■ **操作说明**:
a. 请逐字复制所给文本中的一段，从“# my global”开始，一直到“The default is every 1 minute.”为止。
b. 请将本题数据中的全部记录表示为两列 CSV，列名分别为“文本”和“结果”，每条记录占一行，其文本和答案各放入一个带引号的字段，字段内的换行改为空格。答案中不要包含图片。

■ **所给文本**:
• • •

Prometheus + Alertmanager + grafana 监控体系的搭建

系统环境： ubuntu 20.04+ 4C16G 200G空间三个程序统一定义在/data目录下

1.1prometheus server部署

下载文件并解压
prometheus server是prometheus的核心，负责采集数据，存储数据

mkdir /data
wget  https://github.com/prometheus/prometheus/releases/download/v2.37.6/prometheus-2.37.6.linux-amd64.tar.gz
tar zvxf prometheus-2.37.6.linux-amd64.tar.gz -C /data/
mv prometheus-2.37.6.linux-amd64  /data/prometheus
cd /data/prometheus  && mkdir log

修改prometheus配置文件
1.vim prometheus.yml

# my global config
global:
  scrape_interval: 30s # Set the scrape interval to every 15 seconds. Default is every 1 minute.
  evaluation_interval: 25s # Evaluate rules every 15 seconds. The default is every 1 minute.
# scrape_timeout is set to the global default (10s).

# Alertmanager configuration
alerting:
  alertmanagers:
  - static_configs:
    - targets:
      - 10.13.103.152:9093                                                    # alertmanager主机地址

# Load rules once and periodically evaluate them according to the global 'evaluation_interval'.
rule_files:
# - "first_rules.yml"

• • •

■ **本题数据**:

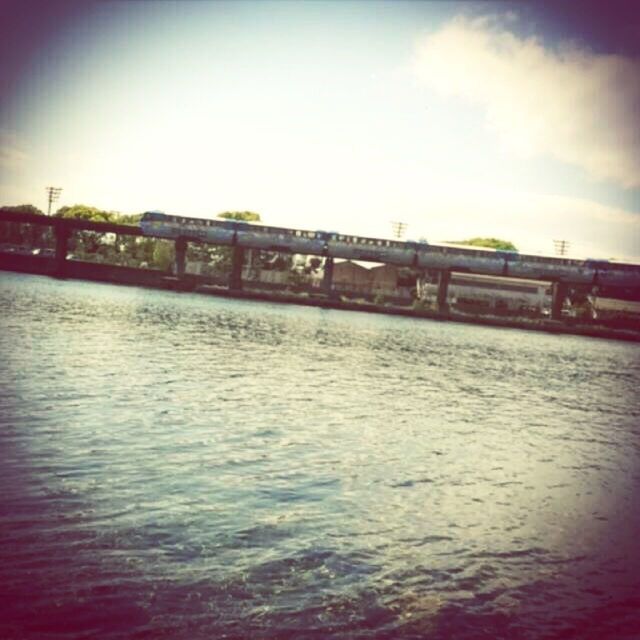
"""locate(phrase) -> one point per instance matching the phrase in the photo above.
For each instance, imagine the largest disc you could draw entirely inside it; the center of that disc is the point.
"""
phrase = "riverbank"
(115, 274)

• • •

■ **任务答案**:
a.
# my global config
global:
  scrape_interval: 30s # Set the scrape interval to every 15 seconds. Default is every 1 minute.
  evaluation_interval: 25s # Evaluate rules every 15 seconds. The default is every 1 minute.

b.
文本,结果
"""""""locate(phrase) -> one point per instance matching the phrase in the photo above. For each instance, imagine the largest disc you could draw entirely inside it; the center of that disc is the point. """""" phrase = ""riverbank""","(115, 274)"